> **QUÉ HACER**:
Prosigue el fragmento sobre el libro El esquinista a partir de su última oración.

> **FRAGMENTO DE PÁGINA**:
La otra presencia que recorre las páginas del volumen es la de lo religioso o lo divino, una suerte de espiritualidad que parece proteger y darle sentido a la vida de los protagonistas. Esta se revela en prácticas tan cotidianas como una clase de yoga o de natación, hasta alcanzar formas particularmente inquietantes como una prótesis en forma de pierna o unos dedos amputados nadando en formol. “La pierna era nuestro altar” debe leerse desde aquí: da cuenta del ritual casi místico que experimenta una nadadora en sus visitas a una alberca pública, donde una prótesis de pierna color ocre juega el papel de “icono religioso”. La impresión que estos trazos dejan en la lectura es que la fe, así como el hogar, son las únicas posibilidades que tienen los personajes de El esquinista para dejar de vagar por el mundo y poder echar raíces. Sólo así sus actos, por lo general extravagantes y gratuitos, adquieren una profunda autenticidad. Tal vez el relato donde la pertenencia y la espiritualidad mejor se sintetizan sea “Mamá contra la Tierra”.

[Un bloque de datos]
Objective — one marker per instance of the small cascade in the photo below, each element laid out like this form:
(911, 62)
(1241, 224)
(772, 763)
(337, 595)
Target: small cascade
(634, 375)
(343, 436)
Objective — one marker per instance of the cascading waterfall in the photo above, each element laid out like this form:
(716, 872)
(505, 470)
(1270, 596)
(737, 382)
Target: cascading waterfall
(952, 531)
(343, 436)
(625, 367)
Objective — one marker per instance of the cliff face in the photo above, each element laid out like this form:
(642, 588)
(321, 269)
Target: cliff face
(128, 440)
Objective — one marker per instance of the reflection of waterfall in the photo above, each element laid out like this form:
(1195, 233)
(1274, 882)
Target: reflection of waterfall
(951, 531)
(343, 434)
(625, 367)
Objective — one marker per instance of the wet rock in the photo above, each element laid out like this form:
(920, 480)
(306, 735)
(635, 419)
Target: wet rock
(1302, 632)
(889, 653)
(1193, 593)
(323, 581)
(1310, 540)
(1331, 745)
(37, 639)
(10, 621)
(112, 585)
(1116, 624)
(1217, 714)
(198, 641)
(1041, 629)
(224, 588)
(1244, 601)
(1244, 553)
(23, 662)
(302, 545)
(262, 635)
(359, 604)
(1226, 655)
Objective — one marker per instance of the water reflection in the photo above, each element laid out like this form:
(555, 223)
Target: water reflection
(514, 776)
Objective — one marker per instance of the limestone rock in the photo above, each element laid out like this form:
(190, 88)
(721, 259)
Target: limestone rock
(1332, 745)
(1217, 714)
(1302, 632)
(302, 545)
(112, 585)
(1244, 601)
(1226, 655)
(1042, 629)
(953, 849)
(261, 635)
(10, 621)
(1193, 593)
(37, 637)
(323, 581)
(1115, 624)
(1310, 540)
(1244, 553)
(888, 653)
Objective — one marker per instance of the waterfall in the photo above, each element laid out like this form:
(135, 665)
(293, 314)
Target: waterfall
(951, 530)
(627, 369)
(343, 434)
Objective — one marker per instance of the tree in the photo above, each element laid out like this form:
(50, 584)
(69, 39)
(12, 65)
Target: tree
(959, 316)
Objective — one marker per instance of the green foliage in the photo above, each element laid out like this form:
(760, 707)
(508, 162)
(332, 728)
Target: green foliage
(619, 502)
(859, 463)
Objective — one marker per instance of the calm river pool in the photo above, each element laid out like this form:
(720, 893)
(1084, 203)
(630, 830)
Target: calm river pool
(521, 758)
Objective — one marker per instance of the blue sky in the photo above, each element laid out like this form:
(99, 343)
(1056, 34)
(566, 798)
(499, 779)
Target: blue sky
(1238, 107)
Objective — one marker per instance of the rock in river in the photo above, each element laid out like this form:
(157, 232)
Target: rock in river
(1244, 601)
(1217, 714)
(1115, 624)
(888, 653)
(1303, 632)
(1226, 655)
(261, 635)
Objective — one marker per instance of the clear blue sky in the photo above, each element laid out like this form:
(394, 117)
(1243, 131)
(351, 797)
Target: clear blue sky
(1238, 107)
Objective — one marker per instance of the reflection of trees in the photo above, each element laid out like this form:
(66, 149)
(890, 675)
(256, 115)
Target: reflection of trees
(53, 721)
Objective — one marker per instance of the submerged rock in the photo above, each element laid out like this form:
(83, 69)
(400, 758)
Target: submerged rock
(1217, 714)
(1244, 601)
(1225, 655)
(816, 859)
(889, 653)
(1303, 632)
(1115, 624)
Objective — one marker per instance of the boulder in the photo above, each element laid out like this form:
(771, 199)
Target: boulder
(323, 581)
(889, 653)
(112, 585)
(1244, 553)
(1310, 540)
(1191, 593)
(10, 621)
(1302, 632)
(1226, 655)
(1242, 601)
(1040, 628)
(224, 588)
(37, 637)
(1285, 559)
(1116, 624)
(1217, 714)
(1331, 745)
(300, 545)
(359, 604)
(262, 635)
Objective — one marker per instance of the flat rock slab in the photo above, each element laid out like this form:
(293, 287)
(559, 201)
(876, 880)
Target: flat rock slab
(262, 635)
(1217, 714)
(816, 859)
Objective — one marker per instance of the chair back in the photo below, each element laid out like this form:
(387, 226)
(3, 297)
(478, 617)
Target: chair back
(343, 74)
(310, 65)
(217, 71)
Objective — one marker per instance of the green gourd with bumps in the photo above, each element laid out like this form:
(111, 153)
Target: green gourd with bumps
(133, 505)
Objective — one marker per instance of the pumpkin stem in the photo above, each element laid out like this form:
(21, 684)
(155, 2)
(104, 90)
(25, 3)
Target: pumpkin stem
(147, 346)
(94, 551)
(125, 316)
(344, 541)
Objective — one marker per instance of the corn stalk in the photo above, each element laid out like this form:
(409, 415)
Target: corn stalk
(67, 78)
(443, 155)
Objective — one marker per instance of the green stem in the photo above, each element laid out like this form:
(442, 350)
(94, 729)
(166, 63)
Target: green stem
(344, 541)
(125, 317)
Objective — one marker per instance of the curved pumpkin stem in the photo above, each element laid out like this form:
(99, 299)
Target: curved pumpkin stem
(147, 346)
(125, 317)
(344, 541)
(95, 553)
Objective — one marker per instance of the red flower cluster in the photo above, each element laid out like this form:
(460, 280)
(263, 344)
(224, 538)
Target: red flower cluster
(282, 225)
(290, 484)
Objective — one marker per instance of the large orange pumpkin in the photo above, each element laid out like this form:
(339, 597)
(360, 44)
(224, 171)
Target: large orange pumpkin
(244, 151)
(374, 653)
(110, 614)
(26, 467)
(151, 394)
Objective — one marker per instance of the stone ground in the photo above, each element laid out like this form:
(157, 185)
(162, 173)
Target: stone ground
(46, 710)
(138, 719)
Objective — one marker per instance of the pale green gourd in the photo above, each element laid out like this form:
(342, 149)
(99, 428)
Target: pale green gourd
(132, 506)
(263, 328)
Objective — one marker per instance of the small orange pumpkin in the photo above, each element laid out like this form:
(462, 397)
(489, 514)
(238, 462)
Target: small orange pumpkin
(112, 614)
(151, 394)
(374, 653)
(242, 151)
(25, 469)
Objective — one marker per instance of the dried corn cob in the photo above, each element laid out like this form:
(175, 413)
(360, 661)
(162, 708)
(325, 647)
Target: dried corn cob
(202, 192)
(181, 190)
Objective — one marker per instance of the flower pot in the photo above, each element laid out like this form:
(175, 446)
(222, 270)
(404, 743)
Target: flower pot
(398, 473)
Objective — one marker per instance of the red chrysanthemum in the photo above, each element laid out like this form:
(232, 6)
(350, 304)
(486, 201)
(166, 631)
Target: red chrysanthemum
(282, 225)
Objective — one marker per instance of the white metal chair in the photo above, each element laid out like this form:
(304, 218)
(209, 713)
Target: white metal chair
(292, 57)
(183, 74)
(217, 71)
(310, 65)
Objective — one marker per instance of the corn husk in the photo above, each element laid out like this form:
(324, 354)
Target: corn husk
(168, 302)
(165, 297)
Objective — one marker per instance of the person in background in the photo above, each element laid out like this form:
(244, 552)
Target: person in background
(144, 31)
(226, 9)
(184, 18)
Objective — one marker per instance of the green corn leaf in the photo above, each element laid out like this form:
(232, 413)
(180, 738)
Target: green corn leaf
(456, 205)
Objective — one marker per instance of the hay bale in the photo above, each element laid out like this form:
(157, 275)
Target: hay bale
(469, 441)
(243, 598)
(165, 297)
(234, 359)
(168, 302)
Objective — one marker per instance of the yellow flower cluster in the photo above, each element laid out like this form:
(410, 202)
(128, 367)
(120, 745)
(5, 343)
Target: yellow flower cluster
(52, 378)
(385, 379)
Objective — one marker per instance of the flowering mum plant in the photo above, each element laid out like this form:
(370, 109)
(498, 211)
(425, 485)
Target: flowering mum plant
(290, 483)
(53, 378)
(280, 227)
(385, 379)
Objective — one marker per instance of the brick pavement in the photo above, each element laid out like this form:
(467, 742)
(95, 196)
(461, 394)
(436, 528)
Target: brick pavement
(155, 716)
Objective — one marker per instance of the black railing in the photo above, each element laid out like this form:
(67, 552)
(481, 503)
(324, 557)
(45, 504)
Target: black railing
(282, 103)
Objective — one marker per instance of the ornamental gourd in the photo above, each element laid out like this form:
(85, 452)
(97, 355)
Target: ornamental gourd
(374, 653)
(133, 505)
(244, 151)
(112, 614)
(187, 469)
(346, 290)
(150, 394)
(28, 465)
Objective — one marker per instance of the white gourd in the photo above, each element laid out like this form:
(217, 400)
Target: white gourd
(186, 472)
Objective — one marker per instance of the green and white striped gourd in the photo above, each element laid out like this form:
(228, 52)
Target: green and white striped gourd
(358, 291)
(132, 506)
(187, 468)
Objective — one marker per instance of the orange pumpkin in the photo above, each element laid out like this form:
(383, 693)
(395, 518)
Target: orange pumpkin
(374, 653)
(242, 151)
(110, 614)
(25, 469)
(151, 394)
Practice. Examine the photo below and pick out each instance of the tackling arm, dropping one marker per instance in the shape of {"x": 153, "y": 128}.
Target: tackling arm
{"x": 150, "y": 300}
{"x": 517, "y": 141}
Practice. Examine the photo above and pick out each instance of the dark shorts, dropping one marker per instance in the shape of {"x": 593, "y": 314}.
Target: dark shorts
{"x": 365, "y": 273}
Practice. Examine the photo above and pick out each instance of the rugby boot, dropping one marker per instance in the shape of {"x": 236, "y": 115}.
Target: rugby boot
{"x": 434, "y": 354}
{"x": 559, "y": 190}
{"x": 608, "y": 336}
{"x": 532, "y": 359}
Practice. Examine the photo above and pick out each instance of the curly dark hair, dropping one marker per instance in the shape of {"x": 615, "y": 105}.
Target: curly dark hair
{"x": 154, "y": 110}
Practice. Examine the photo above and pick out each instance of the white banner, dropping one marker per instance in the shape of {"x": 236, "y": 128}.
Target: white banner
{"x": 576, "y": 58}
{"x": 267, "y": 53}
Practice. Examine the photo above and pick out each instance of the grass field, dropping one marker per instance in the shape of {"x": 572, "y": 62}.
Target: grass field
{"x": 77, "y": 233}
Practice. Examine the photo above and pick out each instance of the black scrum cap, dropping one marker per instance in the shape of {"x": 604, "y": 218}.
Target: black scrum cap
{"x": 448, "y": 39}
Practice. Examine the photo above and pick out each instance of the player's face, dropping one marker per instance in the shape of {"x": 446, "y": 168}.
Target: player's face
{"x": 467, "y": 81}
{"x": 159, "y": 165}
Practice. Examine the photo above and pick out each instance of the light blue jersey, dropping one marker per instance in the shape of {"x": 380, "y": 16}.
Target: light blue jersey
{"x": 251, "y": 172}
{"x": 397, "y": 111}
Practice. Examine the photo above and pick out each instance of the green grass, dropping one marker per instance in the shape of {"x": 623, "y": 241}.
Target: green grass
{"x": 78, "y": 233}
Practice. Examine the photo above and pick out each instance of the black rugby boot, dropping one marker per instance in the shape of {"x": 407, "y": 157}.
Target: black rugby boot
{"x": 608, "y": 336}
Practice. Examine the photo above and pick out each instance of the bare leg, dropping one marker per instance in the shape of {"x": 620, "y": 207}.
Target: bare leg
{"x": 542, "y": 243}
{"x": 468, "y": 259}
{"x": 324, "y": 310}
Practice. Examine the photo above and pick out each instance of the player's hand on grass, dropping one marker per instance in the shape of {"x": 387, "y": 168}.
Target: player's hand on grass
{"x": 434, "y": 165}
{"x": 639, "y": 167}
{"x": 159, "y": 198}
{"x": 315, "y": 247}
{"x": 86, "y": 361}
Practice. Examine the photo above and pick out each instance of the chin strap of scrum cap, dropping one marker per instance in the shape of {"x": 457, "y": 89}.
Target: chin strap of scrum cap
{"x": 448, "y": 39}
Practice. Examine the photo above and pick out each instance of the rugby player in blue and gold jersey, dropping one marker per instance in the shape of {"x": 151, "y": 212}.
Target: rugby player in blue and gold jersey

> **RESPUESTA DEL EJERCICIO**:
Pero de sus cuentos, sobresale el “El esquinista”. Un relato ambientado en el futuro donde Amauri Montiel nos narra su vida y, al hacerlo, nos explica también los principios básicos del esquinismo, una disciplina artística que sólo es posible en un mundo que se organiza en torres gigantescas, a muchos kilómetros por encima de la superficie terrestre. Los esquinistas descubren constelaciones, pero no en el cielo estrellado sino entre terrazas, esquinas, puentes y la geografía de la tierra misma. Es un continuo mirar hacia abajo para ubicar formas, figuras y perfiles que después se trazan para el asombro de los viandantes. “El material del esquinismo es la ciudad”, asegura el narrador del relato, “y por ende el devenir y el movimiento: nubes, construcciones, cuerpos: tiempo, tiempo, tiempo”. Es una forma de arte público que exige saber mirar; descubrir lo inusitado dentro de lo común, lo sorprendente en lo habitual. Y cuando se entiende el esquinismo de esta manera no es difícil hacer conexiones con el trabajo de la autora: un estilo al mismo tiempo estrafalario, íntimo y afectuoso que parece estar regido por esos mismos principios. Ella, como lo haría un esquinista, reconfigura la normalidad para llevarla al extrañamiento.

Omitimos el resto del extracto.